--- BEGIN ---
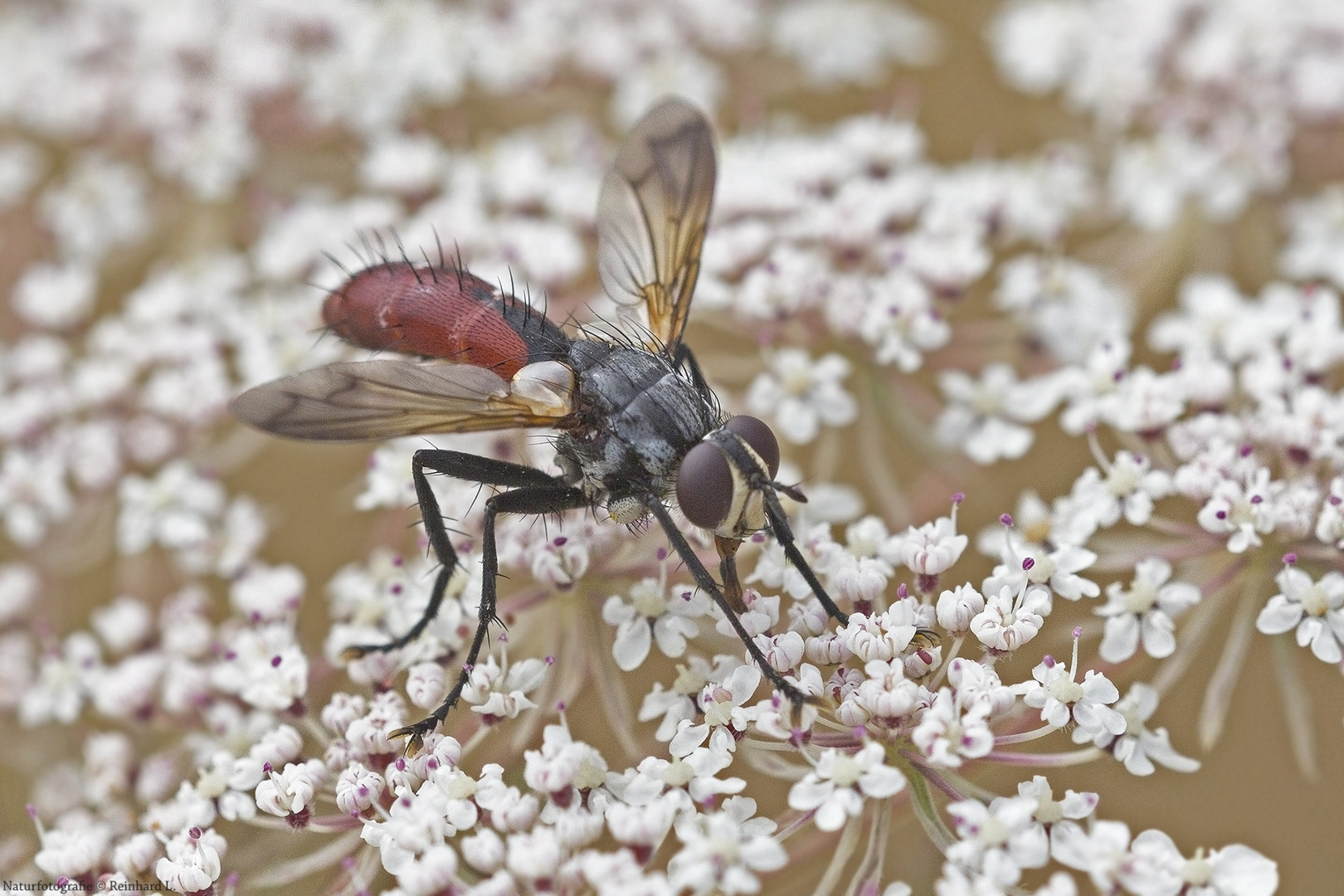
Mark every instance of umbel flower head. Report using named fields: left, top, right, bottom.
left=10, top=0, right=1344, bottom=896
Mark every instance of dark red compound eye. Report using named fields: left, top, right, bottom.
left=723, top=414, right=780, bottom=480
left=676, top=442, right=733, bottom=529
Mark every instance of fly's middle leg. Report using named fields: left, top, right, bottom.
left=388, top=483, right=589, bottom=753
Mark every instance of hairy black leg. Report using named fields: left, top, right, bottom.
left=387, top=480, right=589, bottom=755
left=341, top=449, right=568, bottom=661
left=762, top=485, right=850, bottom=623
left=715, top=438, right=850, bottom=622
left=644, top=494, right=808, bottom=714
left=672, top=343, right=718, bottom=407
--- END ---
--- BEGIN ---
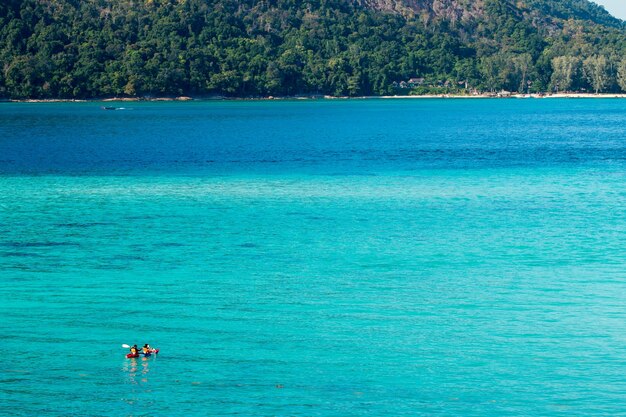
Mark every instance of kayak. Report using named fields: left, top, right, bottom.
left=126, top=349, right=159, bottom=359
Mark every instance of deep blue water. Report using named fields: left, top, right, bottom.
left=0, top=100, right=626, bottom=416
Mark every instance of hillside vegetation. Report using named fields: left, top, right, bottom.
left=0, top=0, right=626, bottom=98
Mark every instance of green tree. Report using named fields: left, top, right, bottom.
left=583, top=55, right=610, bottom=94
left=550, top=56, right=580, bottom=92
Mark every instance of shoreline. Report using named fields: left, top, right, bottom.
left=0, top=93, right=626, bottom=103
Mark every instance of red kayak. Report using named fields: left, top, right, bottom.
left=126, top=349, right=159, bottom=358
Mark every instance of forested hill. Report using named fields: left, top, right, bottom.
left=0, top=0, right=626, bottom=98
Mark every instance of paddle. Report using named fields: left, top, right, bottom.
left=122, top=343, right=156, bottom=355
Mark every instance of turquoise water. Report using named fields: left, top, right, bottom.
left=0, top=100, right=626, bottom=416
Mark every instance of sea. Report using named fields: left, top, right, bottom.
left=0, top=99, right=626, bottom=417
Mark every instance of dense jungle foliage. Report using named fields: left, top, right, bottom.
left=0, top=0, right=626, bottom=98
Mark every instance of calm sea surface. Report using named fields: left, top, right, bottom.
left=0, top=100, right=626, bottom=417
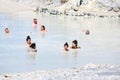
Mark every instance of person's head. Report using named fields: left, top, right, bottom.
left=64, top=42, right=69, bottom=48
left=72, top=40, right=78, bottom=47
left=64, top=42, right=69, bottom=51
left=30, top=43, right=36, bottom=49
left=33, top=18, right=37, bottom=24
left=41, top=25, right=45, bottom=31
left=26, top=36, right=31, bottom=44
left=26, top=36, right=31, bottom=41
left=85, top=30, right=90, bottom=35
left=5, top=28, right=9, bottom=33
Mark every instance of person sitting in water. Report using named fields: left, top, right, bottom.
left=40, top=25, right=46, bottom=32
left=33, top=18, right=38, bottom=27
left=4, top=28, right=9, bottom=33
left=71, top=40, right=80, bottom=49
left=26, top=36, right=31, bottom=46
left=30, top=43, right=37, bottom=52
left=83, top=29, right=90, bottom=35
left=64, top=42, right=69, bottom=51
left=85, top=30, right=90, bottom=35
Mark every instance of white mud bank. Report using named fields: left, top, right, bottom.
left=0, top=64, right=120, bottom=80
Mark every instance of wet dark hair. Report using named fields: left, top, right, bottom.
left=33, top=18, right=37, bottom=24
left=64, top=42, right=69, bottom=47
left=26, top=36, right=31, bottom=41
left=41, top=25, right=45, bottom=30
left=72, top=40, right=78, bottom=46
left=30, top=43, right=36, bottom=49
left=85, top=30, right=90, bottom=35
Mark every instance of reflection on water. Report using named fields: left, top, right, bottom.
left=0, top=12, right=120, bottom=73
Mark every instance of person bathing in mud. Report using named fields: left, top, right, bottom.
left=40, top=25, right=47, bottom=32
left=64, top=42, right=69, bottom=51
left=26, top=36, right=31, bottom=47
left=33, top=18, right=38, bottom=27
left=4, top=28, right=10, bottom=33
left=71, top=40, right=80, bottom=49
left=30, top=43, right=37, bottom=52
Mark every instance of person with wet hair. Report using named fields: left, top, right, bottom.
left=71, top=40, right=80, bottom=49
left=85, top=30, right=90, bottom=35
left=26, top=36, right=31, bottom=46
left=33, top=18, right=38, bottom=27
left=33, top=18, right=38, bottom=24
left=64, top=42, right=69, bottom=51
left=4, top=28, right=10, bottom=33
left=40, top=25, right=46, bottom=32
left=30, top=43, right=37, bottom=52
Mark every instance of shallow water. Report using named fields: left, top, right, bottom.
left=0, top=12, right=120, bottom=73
--- END ---
What the task requires: Please count the lines of the records above that contain the word "person", where case matters, and give only the number.

Exercise solution: 4